TASK TO COMPLETE – In the entries below, from the line containing "For the evaluation set, tag every instance of the sky" through the end of the entries, substitute "Point locations" for "Point coordinates" and reproduce only those lines, leaving everything else unchanged.

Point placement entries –
------------------------------

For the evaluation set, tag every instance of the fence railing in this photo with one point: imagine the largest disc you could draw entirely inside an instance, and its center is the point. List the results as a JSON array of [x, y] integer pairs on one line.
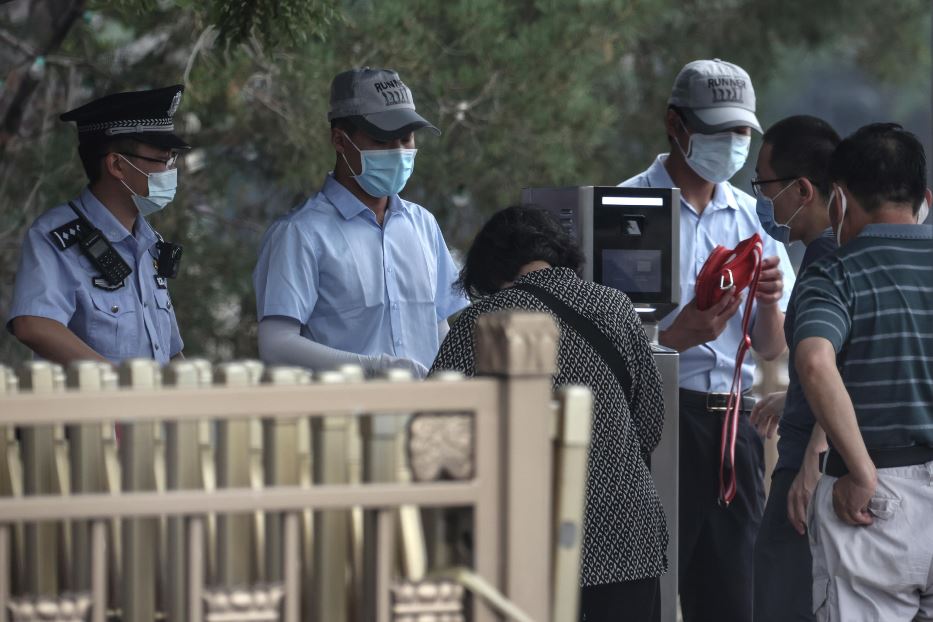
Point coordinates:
[[242, 493]]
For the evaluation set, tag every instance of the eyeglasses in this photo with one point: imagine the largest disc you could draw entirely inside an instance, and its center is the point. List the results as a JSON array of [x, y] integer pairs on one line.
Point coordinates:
[[757, 183], [170, 163]]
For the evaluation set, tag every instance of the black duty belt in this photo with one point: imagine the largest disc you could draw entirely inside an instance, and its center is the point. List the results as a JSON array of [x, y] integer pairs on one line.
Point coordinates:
[[882, 458], [712, 402]]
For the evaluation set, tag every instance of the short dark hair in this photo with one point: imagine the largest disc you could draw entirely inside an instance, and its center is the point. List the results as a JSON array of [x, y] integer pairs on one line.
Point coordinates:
[[92, 155], [803, 146], [510, 239], [881, 162]]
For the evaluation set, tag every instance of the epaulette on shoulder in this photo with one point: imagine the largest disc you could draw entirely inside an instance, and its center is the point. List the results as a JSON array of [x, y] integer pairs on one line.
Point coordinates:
[[67, 235]]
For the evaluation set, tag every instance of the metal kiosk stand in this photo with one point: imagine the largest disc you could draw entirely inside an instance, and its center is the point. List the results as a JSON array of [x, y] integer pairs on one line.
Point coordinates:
[[630, 238]]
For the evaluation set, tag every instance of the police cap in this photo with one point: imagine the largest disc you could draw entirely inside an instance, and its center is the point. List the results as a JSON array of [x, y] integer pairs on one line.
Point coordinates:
[[145, 116]]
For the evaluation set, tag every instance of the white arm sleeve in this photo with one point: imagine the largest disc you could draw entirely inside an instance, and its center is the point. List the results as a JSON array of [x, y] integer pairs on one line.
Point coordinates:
[[281, 343]]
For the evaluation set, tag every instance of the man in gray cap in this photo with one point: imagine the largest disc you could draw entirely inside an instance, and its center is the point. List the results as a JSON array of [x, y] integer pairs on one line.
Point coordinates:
[[709, 120], [93, 274], [356, 274]]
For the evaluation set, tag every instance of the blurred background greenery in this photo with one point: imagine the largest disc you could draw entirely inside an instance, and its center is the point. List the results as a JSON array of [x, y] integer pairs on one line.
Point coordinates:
[[527, 92]]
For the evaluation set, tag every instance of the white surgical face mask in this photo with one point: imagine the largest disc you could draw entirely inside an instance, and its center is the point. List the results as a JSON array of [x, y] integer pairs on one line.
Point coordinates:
[[716, 157], [162, 186]]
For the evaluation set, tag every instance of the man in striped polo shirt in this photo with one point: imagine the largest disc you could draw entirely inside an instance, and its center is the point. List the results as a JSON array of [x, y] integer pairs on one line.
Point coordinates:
[[863, 347]]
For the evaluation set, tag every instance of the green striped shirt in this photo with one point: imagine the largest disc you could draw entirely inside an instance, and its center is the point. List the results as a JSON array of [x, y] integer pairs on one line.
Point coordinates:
[[873, 300]]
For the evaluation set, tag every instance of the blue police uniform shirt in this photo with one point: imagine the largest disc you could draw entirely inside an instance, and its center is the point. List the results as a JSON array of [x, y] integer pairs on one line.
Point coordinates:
[[729, 218], [356, 286], [136, 319]]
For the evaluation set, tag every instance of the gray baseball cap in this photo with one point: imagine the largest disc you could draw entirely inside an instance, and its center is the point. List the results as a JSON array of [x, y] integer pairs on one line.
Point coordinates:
[[715, 96], [377, 102]]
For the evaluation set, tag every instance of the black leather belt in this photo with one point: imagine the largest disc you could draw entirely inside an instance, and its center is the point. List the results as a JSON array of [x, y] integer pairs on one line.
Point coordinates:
[[712, 402], [883, 459]]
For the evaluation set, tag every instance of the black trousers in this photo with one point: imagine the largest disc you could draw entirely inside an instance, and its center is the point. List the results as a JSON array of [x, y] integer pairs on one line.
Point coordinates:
[[628, 601], [716, 547], [783, 564]]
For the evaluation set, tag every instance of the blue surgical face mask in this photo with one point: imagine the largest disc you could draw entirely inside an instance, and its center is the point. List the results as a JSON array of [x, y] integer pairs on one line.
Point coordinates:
[[162, 186], [716, 157], [384, 171], [765, 208]]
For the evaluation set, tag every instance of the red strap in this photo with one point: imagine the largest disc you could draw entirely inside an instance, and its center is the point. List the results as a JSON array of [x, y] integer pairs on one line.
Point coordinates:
[[730, 422]]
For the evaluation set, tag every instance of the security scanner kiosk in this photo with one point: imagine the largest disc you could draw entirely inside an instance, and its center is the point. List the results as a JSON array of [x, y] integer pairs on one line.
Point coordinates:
[[630, 238]]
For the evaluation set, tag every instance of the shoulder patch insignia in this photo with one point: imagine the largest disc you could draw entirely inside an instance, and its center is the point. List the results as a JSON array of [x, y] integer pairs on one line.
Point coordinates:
[[67, 235], [101, 282]]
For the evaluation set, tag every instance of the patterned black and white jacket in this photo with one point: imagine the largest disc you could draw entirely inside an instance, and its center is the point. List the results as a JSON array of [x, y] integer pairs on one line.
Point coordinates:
[[625, 536]]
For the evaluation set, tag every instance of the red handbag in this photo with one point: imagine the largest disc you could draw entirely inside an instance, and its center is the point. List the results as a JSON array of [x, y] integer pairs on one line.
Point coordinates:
[[726, 269]]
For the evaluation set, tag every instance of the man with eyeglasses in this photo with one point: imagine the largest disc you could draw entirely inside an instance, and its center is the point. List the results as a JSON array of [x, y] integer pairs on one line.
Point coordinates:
[[92, 282], [792, 189], [709, 121]]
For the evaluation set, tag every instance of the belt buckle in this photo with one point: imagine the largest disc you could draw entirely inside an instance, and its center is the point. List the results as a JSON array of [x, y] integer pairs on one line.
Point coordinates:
[[723, 408]]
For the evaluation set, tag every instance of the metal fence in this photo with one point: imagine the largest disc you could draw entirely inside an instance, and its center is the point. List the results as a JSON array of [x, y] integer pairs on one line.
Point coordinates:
[[238, 493]]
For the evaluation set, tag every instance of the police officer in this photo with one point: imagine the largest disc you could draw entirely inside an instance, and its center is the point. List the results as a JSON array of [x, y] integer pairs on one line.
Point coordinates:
[[93, 276]]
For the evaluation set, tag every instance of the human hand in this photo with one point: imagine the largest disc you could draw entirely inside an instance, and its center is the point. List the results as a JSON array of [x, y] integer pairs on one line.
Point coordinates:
[[850, 499], [766, 414], [770, 283], [693, 327], [801, 492]]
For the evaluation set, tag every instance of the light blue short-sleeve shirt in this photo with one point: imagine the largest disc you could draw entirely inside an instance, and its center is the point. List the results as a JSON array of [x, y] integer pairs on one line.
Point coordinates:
[[728, 219], [133, 319], [354, 285]]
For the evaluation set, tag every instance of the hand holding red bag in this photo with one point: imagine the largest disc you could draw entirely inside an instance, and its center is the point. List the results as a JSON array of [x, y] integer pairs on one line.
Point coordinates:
[[726, 269]]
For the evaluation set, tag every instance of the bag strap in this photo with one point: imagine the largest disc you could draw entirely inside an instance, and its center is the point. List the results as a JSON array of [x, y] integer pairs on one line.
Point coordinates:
[[586, 329]]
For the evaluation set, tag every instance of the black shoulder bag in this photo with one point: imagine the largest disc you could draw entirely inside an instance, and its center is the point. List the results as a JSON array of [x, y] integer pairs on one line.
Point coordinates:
[[586, 329]]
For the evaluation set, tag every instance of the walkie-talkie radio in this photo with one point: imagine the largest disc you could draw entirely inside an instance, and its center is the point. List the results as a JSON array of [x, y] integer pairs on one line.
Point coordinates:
[[102, 255], [169, 259]]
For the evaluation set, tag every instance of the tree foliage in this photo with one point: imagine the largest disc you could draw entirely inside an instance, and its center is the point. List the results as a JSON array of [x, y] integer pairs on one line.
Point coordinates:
[[527, 92]]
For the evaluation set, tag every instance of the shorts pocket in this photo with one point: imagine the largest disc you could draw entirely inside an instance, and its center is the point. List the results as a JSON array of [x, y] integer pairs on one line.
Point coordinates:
[[883, 508], [821, 598]]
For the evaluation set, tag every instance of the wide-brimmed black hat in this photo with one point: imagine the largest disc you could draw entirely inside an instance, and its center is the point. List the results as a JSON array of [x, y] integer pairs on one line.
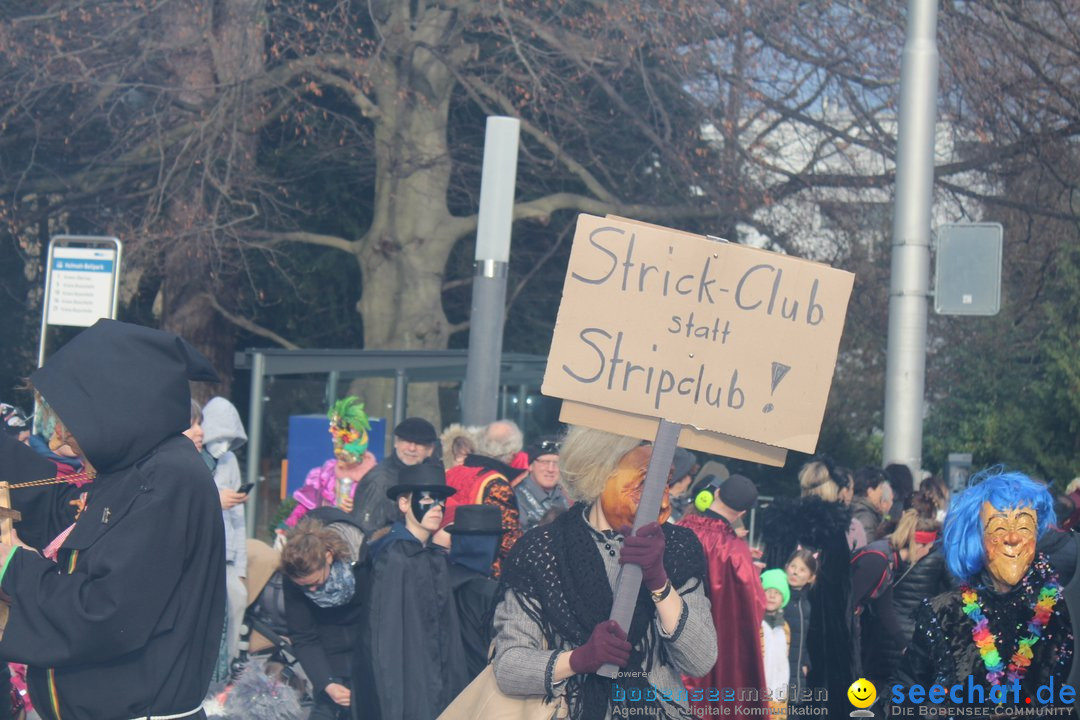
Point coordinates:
[[422, 476], [416, 430], [476, 520]]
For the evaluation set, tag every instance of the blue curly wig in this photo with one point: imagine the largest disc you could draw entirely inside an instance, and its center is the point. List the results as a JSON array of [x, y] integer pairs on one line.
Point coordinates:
[[1004, 490]]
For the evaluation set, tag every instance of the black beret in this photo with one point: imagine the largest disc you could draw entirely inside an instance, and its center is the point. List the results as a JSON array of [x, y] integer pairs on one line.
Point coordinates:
[[738, 492]]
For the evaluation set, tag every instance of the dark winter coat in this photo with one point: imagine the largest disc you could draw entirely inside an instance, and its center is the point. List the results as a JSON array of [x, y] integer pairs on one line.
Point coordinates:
[[910, 586], [1060, 546], [127, 623], [324, 638]]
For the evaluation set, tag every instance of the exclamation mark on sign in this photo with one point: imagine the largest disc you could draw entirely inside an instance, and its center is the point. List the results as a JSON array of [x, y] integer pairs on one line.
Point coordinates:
[[779, 370]]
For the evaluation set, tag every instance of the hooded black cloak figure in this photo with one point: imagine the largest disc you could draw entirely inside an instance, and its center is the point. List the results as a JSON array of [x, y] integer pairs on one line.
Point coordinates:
[[815, 522], [127, 623]]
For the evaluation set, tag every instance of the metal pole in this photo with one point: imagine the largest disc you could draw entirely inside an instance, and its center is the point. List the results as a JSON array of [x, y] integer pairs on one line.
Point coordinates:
[[905, 366], [489, 282], [629, 581], [255, 439], [401, 397]]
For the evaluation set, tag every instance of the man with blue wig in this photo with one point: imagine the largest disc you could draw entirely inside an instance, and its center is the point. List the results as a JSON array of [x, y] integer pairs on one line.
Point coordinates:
[[1004, 633]]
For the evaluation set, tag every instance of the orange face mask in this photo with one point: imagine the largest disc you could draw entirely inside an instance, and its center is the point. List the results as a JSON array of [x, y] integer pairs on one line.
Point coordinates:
[[1009, 539], [622, 493]]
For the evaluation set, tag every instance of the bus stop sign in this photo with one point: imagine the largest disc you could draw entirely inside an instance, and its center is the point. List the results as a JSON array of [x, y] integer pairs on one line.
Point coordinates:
[[968, 276]]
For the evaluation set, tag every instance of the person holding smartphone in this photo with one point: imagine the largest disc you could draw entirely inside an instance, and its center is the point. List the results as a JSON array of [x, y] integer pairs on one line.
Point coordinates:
[[223, 433]]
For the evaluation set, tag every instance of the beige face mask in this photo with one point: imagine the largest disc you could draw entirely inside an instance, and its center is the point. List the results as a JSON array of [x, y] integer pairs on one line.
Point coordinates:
[[1009, 539]]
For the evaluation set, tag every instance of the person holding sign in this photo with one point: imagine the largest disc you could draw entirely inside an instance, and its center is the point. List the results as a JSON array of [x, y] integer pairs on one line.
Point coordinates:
[[552, 627]]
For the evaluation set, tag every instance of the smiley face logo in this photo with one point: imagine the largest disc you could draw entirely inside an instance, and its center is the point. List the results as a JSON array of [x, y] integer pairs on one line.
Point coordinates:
[[862, 693]]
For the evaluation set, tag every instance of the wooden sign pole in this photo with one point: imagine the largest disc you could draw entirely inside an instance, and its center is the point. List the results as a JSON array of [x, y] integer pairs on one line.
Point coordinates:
[[629, 581]]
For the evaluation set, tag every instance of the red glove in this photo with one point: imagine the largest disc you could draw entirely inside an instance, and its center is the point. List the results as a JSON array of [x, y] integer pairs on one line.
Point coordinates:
[[606, 644], [646, 548]]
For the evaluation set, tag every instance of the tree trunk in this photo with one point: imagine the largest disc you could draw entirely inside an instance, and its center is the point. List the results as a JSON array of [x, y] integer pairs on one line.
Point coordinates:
[[404, 253]]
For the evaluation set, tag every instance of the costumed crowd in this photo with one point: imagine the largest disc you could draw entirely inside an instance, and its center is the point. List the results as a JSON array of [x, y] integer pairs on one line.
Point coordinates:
[[470, 572]]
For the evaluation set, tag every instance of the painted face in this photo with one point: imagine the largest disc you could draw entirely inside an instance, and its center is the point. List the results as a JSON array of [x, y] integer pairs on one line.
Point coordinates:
[[773, 600], [1009, 538], [315, 579], [428, 508], [412, 453], [194, 434], [349, 444], [622, 493], [798, 573], [544, 471]]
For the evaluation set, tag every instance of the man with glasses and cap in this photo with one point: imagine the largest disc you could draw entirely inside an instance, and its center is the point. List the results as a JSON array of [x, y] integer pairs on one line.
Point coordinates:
[[414, 444], [539, 491], [412, 662], [734, 589]]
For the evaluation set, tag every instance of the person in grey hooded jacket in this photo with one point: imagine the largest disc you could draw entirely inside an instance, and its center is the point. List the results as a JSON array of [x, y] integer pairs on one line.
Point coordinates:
[[223, 433]]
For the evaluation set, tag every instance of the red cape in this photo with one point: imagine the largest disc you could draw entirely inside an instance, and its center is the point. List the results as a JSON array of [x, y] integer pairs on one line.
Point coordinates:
[[734, 589]]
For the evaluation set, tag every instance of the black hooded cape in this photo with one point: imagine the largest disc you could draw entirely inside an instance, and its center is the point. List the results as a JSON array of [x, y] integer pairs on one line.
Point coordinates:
[[127, 623], [410, 662]]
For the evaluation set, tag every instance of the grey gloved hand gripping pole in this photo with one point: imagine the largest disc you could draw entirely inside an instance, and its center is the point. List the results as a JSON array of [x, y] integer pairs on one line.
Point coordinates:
[[629, 582]]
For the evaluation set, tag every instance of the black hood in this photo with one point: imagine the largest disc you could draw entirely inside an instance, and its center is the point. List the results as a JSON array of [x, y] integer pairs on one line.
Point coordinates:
[[19, 463], [122, 389]]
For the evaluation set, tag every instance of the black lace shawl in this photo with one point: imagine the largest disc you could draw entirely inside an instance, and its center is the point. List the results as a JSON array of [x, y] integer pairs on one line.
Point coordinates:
[[561, 582]]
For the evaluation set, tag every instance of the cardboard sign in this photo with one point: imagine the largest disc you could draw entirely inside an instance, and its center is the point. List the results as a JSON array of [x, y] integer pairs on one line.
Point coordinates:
[[720, 337]]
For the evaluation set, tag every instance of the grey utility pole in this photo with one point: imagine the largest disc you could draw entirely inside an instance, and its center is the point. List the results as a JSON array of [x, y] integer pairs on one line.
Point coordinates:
[[906, 363], [486, 318]]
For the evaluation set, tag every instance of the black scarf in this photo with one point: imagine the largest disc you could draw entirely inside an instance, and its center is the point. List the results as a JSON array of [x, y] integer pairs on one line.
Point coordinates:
[[559, 579]]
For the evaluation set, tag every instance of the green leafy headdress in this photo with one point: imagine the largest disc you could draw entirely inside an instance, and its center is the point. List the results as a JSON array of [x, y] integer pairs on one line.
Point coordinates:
[[349, 428]]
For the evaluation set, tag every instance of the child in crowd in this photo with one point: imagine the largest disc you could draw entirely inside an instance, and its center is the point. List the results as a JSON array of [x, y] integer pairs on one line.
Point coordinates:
[[774, 640], [801, 570]]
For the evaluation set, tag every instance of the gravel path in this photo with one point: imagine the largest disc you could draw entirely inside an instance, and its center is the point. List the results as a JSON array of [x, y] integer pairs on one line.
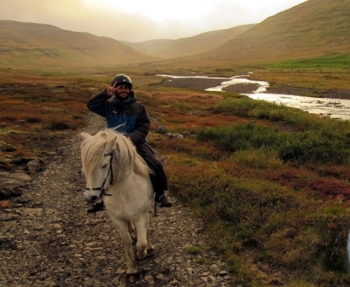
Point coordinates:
[[47, 238]]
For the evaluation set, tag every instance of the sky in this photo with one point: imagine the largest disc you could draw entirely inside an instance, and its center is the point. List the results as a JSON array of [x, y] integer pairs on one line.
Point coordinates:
[[142, 20]]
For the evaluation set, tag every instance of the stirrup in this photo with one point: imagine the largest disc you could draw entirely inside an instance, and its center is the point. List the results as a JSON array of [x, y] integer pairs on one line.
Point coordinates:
[[96, 207]]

------------------------------

PROBLEM SOLUTION –
For the evaluation set, tag every instance of the sky in this photo with one point: imagine the largest disc you could draw entirely inside an instance, and its center is the point. List the results as a JSON array of [x, y] integer pairs on one line.
Point locations:
[[142, 20]]
For the evaluation set, tag every instance of the stirrup in this photo with one point: imagine the largest disc you could draw entirely inside an instance, and its center is the point. List the results as a JSON array of [x, y] integer pairs on one line.
Point locations:
[[96, 207]]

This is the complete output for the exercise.